* [Excerpt provided]:
# Forum Home Renovation Plumbing  Washing Machine undersink waste connection

## asc68

Hello 
Hoping to get some advise on whether this setup is a recommended way to connect up my washing machine waste outlet to the undersink Laundry trap. Found this DIY how to at  how to plumb in a washing machine or dishwasher 
Attached is a picture of the connection. Just wondering if the amount of water from my front loader will overwhelm the piping or cause any problems with the washer pump etc. 
Any other issue to take into consideration? 
Thanks in advance!

----------


## cherub65

We were told be fisher and paykel not even to do dishwasher that way, but to have a separate s trap (40 mm) and to have outlet pipe inserted in the open pipe from the s trap.
Apparently  not good for pump.

----------


## wonderplumb

For a washing machine I would be inclined to run a seperate 2" waste with it's own trap.

----------


## Bloss

:What he said: 
Problems can also occur if the tub is full of water and the plug is released while the washer is trying to drain - water, water everywhere. Doubt that connection method would cause a mechanical problem, but water going where you don't want it is inconvenient to say the least. 
The instructions link is from the UK so fittings could be different - for example most traps with spigots here are designed for use on dishwashers and have a flange that the smaller diameter hoes pushes over and is clamped - the one pictured on that link has a compression/ rubber ring type fitting holding in place the spigot which has a taper. 
In this instance, and against all male instincts, reading the 'destructions' and following them makes sense.  :2thumbsup:

----------


## Bedford

> In this instance, and against all male instincts, reading the 'destructions' and following them makes sense.

[Records pointing to named objects]
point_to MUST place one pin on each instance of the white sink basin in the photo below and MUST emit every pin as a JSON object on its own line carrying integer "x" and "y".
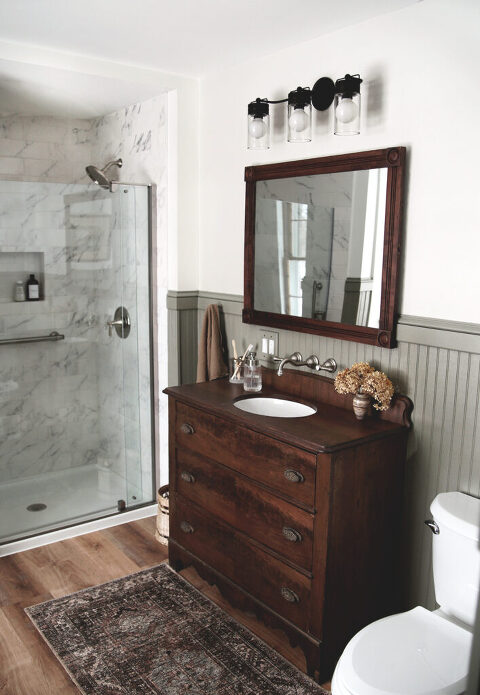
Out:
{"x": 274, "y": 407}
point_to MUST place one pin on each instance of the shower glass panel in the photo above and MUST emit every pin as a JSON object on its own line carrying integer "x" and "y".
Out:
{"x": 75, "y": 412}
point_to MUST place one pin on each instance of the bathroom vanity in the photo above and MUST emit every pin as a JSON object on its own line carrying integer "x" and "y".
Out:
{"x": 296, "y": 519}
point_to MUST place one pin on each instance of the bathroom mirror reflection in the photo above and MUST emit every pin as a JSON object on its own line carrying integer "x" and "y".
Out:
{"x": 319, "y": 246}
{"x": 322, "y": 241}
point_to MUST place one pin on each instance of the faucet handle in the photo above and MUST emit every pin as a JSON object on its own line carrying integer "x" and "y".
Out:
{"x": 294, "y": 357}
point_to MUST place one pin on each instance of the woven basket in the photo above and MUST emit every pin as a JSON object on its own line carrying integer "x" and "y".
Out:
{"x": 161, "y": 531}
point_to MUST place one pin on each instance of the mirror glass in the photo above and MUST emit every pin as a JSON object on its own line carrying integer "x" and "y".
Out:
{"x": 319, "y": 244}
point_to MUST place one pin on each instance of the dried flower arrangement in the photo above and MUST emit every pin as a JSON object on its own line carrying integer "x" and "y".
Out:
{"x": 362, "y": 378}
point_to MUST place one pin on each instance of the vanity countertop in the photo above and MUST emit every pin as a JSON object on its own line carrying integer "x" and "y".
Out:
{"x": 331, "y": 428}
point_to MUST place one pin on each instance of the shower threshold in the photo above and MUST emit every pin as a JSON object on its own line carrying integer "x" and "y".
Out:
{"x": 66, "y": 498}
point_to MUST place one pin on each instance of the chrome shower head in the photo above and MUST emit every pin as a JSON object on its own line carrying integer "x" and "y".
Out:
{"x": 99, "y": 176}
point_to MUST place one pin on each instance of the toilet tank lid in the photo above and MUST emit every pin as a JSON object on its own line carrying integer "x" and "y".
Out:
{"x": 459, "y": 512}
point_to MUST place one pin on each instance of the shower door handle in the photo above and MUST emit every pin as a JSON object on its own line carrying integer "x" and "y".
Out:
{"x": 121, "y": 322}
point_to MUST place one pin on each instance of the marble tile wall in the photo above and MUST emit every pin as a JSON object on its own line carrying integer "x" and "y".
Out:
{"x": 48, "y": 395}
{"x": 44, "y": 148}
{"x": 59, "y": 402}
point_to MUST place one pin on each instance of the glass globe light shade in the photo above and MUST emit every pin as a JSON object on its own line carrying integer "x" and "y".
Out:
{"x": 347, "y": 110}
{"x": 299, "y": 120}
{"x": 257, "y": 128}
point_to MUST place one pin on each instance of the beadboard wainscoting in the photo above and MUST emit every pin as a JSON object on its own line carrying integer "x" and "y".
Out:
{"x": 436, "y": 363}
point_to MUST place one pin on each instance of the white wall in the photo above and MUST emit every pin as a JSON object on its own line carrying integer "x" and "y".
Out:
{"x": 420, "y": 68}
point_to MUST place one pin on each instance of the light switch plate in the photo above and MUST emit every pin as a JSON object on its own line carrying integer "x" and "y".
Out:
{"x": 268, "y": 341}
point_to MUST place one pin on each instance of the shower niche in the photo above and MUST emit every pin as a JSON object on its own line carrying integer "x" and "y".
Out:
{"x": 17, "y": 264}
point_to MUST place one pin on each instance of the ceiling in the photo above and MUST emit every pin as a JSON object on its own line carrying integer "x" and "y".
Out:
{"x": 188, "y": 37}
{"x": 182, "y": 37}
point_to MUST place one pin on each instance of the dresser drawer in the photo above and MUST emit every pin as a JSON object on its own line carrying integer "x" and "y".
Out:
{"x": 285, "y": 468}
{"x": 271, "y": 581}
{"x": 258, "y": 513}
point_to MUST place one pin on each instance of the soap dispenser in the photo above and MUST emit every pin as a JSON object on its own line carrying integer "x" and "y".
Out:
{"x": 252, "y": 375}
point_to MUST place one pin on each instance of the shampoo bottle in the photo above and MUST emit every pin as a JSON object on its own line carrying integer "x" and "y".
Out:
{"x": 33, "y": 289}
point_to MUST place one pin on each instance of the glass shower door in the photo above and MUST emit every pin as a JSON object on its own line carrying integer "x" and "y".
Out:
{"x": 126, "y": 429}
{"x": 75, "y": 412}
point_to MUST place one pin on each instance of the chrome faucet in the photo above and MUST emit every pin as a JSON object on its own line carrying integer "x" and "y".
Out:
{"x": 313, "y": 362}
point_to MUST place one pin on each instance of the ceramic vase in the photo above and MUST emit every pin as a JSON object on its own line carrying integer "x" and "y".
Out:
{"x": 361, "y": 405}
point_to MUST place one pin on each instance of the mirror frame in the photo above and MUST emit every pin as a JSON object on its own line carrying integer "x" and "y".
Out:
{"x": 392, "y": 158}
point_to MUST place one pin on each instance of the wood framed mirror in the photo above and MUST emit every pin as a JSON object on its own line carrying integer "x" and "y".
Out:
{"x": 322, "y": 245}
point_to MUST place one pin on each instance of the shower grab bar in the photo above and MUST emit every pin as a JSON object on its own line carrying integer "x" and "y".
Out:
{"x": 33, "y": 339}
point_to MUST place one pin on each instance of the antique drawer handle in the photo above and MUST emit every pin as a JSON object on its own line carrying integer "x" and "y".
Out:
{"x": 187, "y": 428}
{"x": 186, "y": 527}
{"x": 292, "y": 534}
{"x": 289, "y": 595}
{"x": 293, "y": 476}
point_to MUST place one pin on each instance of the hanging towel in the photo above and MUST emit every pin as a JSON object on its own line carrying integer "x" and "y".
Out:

* [The tasks]:
1 – Copy the washing machine waste thread from "## wonderplumb" up to and including "say the least.".
2 – Proceed with the washing machine waste thread, picking up right after its final sentence.
The lines stand apart from the washing machine waste thread and are separate material.

* [In response]:
1 –
## wonderplumb

For a washing machine I would be inclined to run a seperate 2" waste with it's own trap.

----------


## Bloss

:What he said: 
Problems can also occur if the tub is full of water and the plug is released while the washer is trying to drain - water, water everywhere. Doubt that connection method would cause a mechanical problem, but water going where you don't want it is inconvenient to say the least.

2 –
  Heaven forbid! :Wink:

----------


## GeoffW1

> I never experienced any pump problems, mind you, never had a Fisher and Paykel washing machine.

   :Hahaha:  :Hahaha:  :Hahaha:

----------


## asc68

Thanks all for the informative replies. I will take the safe route a P trap for the Washing machine waste. Can I just hook my waste hose into an open standing pipe? Should I worry about water spilling out of the standing pipe?
I have attached a pic of my hose and the propose piping plan. Any further advise is much appreciated :2thumbsup:

----------


## wonderplumb

That looks ok, it should simply sit into the pipe without making a mess or falling out.
It hasn't flicked its self off the side of the sink yet has it?

----------


## Jacksin

If there is no trap under the trough why put one in for the machine dishcharge?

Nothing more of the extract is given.